## What needs to be done
Nothing but the line holding "Target: shallow water" and the lines after it, through the end of the records, should be set down, each exactly as it is.

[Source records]
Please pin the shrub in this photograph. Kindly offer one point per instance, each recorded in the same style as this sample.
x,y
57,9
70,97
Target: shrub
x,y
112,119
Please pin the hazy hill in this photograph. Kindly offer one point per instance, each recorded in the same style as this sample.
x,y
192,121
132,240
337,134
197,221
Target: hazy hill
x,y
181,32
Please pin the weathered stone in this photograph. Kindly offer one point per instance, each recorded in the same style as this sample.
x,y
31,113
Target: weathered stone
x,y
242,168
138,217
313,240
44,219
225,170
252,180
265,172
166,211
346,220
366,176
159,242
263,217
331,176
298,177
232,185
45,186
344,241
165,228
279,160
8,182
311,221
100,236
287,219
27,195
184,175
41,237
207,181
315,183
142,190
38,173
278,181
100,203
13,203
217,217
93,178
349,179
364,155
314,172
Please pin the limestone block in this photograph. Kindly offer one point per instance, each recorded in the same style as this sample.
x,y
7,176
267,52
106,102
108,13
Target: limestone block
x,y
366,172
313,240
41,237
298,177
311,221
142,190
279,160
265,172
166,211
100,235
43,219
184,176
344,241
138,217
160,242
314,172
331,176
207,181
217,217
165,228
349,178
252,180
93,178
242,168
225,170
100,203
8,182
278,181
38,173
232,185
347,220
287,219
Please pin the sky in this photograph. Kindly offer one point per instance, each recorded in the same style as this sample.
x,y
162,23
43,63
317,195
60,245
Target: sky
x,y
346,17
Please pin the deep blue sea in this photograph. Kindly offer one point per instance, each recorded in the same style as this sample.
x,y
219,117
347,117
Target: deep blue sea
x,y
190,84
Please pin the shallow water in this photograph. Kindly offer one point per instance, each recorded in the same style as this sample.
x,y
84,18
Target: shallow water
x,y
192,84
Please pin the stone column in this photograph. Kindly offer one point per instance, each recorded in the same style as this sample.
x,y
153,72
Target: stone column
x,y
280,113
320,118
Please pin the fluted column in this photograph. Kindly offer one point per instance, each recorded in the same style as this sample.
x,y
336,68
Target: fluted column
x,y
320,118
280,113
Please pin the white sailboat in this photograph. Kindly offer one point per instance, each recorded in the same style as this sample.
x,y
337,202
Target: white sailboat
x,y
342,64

## Exercise solution
Target: shallow water
x,y
192,84
Please pin the stone column in this photograph. Kindly offer one point per instance, each recorded in the same style as this sample.
x,y
153,72
Target: stone column
x,y
280,113
320,118
Please pin the fluted column in this photograph. Kindly offer one point per instance, each recorded in the same style as this sample.
x,y
336,68
Target: fluted column
x,y
320,118
280,113
Please pin the white sailboat in this photograph. Kindly offer one point per instance, each recorded in the same style as this sample.
x,y
337,202
Target: white sailboat
x,y
342,64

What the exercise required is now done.